Start with the most constrained approach
I start with the most constrained approach when building something new.
It's best to start with a limited approach and then expand the solution based on user feedback.
Starting with the strictest solution helps to spot user roadblocks and get fast feedback. This helps improve and find the optimal solution through iteration.
If you start with the most flexible or comprehensive solution, you might not get useful feedback.
Users might also use the feature in ways you didn’t expect. It’s important to listen to the customer and let them guide the solution (see above).
By following these principles, I have created intuitive, focused, and customer-centric interfaces, leading to a better user experience and more value for businesses.
Cultivate customer empathy with role plays
We think that code is just code and that software works as it should. But adding new features or small changes to copywriting to meet regulations can change how users feel about the product.
Using the product as a customer can help you understand their experience better.
A common practice is a friction log. This is a detailed record of a user’s experience from start to finish. Someone acts like a customer and writes down each step, noting any difficulties, confusion, or frustrations they encounter.
Friction logs provide a detailed view of the user journey, highlighting pain points and areas that need work. They can be shared with the team to show how small problems add up and make experience worse for the customer.
My favourite friction log involves Bill Gates trying to install Movie Maker on his computer. You can find the email in Internal Tech Emails.
Friction logs give useful individual insights, but Stripe does more with their "Study Groups" approach.
Stripe employees often join “Study Groups” to test the product as if they were new users.
In a study group, 4 to 8 employees from different departments come together to participate in a role-play as a fictional company with a specific goal for the session. They go through the whole journey of a product from the customer's point of view.
This approach works because it follows two main rules: participants pretend they don't work at the company, and they focus on using the product instead of fixing problems or offering critiques.
It's great because it offers fresh perspectives from employees across various roles and breaks down silos between departments. Putting themselves in the customer's shoes gives them a better understanding of how to improve product and come up with new ideas.
Friction logs and study groups help team members understand customers better by letting them use the product as users do. This leads to deeper insights and decisions that focus more on the customer.
Now that we’ve talked about speaking with customers, understanding the problem, and creating a solution, I want to finish by discussing how to motivate the team and the incentives structure within the team.
Move from vision to daily progress with metrics
I think having a clear vision helps you balance big dreams with everyday little things.
Jeff believes that leaders should combine the ideal state, or vision, with celebrating milestones to show progress in their communication.
So, on one side, use a marker to draw a bold and powerful vision. "Here's an exciting vision of what it could be like if we could do it without constraints."
There’s a great story about how Brian Chesky made a storyboard to show the perfect Airbnb experience from the viewpoints of both the visitor and host.
On the other hand, you should focus on solving burning use cases and problems for customers. When you address significant challenges for many people, you can show real progress. "Look at this, we've made this progress, we've made this progress. This is a big milestone."

• **STATED PROBLEM A**:
According to the product-building excerpt, how many employees take part in a Stripe study group?
• **STATED PROBLEM B**:
Reproduce the stretch of the product-building excerpt from "It's great because" through "with new ideas.".

• **INFORMATION PROVIDED**:

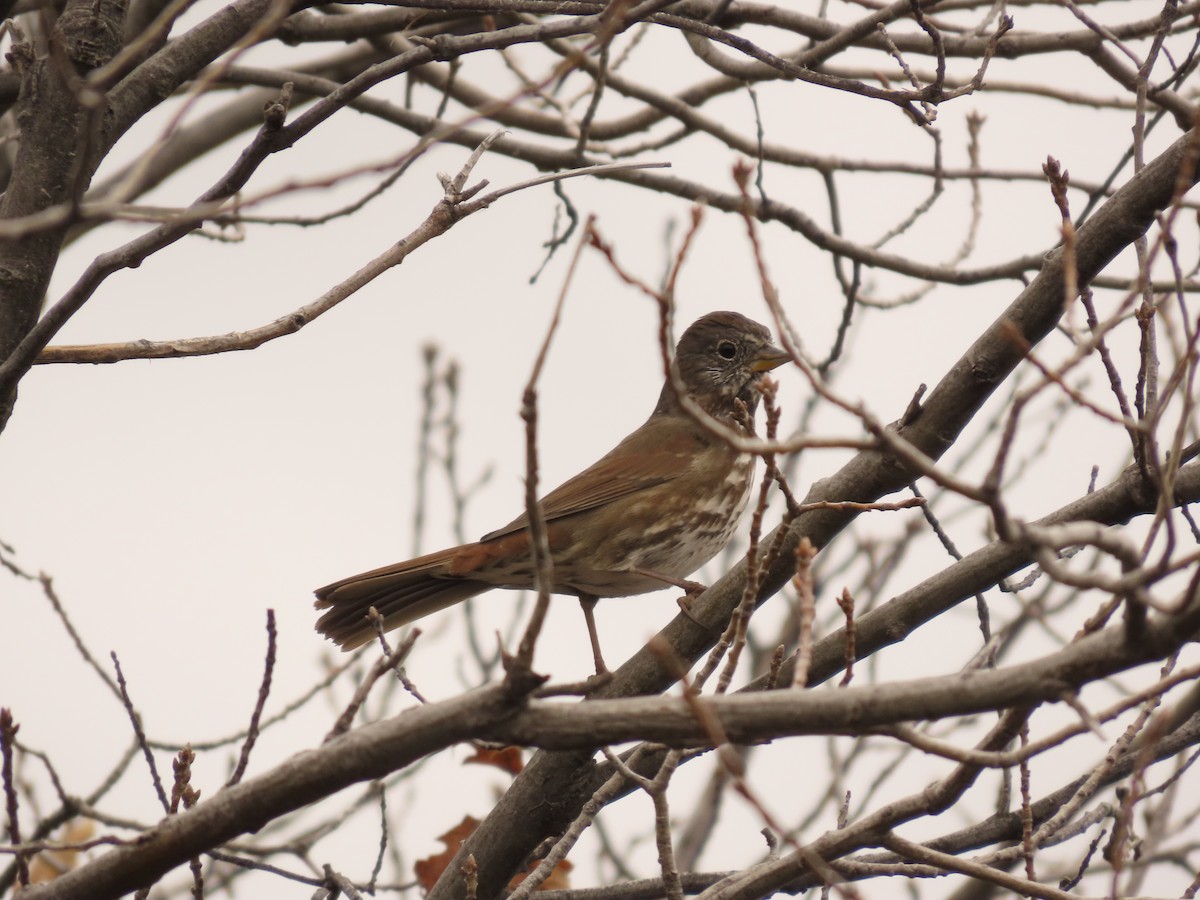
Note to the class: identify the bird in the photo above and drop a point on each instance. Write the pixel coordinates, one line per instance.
(645, 516)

• **TASK SOLUTION A**:
4 to 8 employees from different departments.

• **TASK SOLUTION B**:
It's great because it offers fresh perspectives from employees across various roles and breaks down silos between departments. Putting themselves in the customer's shoes gives them a better understanding of how to improve product and come up with new ideas.